Raw records
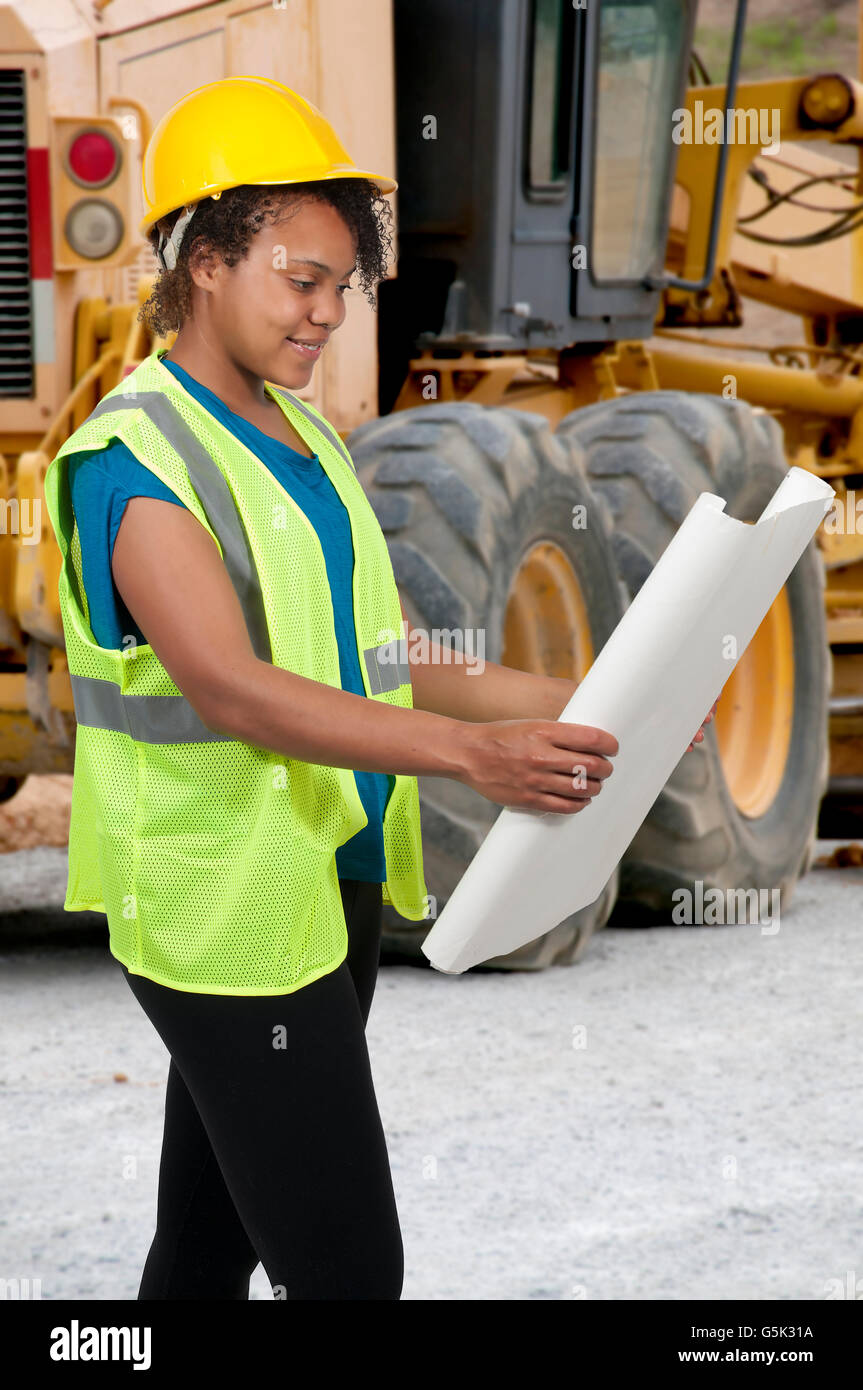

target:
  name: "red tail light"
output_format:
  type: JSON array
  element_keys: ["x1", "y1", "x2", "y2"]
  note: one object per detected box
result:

--

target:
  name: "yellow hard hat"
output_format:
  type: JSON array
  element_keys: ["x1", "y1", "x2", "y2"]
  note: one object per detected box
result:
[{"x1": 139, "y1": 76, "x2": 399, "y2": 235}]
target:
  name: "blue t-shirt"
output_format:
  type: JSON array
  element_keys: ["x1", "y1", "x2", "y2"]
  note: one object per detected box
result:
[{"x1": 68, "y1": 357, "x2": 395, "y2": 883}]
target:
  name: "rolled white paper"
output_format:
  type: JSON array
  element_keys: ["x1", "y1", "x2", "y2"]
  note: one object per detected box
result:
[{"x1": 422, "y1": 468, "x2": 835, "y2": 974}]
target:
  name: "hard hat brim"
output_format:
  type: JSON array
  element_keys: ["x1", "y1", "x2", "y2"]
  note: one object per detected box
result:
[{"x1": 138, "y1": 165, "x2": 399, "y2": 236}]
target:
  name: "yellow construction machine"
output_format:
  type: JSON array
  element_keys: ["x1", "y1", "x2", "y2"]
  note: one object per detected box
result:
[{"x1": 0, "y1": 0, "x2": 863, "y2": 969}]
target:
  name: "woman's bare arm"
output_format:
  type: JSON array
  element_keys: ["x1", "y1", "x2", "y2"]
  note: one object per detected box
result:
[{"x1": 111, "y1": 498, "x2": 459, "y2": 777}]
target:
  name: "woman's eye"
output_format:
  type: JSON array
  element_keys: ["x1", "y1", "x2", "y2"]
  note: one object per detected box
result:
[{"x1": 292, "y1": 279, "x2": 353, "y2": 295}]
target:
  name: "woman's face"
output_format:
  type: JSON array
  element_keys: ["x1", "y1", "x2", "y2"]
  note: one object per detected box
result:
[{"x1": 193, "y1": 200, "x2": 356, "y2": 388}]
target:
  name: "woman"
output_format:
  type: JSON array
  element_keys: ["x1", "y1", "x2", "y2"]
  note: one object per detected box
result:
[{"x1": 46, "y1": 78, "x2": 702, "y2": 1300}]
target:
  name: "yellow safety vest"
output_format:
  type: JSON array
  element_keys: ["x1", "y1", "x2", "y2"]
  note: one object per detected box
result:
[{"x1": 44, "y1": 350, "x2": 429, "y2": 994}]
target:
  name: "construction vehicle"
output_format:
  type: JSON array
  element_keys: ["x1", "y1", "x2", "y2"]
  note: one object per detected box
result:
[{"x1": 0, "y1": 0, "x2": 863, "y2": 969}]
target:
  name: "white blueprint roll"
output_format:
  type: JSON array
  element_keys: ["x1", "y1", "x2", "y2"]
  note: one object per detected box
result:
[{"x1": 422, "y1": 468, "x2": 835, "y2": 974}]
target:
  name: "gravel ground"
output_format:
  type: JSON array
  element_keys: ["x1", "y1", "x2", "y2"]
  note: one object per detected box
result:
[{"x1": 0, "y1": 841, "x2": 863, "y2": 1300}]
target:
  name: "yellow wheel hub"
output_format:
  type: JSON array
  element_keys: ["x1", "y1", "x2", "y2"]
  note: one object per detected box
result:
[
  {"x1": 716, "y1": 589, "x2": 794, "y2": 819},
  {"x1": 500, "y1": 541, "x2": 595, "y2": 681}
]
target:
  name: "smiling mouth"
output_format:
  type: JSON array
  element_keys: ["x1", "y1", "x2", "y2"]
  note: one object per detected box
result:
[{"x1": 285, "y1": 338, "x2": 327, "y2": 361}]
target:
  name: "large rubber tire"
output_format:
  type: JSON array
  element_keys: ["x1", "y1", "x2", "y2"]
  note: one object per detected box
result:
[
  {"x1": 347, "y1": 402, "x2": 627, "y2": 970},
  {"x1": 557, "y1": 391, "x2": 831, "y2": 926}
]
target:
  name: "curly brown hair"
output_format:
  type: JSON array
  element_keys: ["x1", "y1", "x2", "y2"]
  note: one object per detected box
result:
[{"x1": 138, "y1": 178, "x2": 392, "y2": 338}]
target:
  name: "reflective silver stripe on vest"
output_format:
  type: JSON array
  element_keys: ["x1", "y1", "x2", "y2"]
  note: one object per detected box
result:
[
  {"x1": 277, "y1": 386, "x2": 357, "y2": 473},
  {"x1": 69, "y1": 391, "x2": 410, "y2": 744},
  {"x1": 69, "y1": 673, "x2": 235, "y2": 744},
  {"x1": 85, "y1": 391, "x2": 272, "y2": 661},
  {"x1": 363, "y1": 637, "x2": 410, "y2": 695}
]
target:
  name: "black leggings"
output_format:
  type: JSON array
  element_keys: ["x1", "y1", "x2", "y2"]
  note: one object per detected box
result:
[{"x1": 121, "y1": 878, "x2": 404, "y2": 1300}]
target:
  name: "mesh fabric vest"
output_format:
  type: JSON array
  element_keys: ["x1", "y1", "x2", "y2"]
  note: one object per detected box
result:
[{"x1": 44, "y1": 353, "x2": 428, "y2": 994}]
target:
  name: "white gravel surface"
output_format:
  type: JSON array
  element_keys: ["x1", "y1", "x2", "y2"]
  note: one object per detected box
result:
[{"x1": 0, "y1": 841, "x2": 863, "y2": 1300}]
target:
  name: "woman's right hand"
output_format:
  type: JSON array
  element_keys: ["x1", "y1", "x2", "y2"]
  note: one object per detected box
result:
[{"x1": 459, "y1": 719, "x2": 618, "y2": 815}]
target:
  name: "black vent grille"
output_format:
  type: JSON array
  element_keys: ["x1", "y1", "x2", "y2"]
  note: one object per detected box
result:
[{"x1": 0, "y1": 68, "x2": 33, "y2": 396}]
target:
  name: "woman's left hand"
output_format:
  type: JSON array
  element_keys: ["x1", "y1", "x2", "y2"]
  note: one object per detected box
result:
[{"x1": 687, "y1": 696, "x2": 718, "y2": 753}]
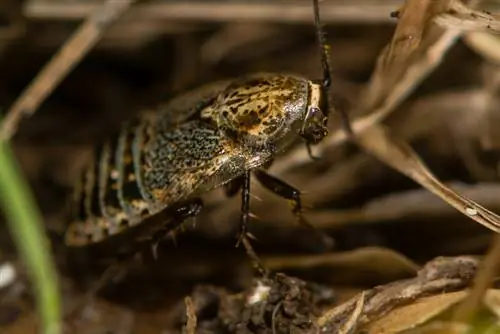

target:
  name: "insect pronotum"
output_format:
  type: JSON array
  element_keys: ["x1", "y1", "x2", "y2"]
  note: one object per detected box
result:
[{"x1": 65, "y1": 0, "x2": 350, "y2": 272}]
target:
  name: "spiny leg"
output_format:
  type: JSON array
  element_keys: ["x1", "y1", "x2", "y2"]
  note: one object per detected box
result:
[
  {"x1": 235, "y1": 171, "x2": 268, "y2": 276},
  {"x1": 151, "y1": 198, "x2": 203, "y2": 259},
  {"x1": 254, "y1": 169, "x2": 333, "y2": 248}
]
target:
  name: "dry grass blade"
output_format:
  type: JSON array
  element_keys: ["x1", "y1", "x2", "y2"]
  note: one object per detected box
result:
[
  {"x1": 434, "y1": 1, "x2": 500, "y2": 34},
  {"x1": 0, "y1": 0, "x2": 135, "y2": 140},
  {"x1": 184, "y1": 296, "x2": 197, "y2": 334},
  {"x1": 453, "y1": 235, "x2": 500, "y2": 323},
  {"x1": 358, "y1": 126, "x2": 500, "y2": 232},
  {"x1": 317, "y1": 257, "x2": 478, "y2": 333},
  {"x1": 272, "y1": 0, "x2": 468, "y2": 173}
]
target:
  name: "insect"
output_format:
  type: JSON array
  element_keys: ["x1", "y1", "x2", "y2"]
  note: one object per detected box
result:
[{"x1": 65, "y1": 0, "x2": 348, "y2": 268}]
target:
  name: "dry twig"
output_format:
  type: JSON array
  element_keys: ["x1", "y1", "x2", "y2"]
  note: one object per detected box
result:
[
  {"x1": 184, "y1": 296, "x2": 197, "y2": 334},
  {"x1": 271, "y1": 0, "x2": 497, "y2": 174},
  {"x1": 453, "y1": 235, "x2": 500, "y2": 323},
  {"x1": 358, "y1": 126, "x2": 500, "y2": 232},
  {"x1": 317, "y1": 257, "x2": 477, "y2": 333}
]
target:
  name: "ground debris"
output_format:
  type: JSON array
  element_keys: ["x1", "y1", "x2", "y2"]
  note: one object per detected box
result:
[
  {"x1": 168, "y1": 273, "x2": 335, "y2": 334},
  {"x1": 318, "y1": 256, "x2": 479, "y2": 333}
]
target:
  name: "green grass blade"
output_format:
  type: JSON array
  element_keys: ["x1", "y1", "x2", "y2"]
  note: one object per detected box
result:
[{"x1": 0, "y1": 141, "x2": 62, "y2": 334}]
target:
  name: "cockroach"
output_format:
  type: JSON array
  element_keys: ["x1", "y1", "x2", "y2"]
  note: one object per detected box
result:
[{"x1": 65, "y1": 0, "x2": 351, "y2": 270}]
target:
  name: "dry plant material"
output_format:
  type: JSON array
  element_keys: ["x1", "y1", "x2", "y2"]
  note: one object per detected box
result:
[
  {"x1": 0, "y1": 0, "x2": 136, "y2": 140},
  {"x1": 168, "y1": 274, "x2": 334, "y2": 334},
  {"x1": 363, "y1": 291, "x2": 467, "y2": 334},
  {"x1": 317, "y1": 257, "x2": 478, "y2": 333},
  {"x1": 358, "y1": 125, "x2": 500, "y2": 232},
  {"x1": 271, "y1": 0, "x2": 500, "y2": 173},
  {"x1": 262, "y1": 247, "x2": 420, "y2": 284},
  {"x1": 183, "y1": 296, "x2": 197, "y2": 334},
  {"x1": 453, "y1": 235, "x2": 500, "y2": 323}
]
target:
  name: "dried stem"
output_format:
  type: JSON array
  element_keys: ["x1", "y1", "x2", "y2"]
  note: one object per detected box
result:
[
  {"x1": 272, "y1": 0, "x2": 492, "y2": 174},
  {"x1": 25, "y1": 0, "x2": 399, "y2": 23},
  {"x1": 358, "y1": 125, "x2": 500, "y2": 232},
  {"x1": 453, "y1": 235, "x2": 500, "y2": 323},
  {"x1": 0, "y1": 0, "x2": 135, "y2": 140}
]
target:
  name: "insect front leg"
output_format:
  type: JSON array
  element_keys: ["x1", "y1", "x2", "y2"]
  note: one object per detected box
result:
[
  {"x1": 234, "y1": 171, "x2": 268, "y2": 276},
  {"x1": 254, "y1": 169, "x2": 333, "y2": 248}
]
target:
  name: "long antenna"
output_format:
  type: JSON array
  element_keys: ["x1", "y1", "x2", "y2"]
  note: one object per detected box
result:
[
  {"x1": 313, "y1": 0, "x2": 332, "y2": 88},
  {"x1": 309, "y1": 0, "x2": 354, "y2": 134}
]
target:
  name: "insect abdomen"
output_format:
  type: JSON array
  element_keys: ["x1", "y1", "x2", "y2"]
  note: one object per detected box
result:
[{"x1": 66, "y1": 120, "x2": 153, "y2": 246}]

Exercise prompt
Show every line of the records above that contains the word "hard".

Exercise response
  name: "yellow hard hat"
  name: "hard hat brim"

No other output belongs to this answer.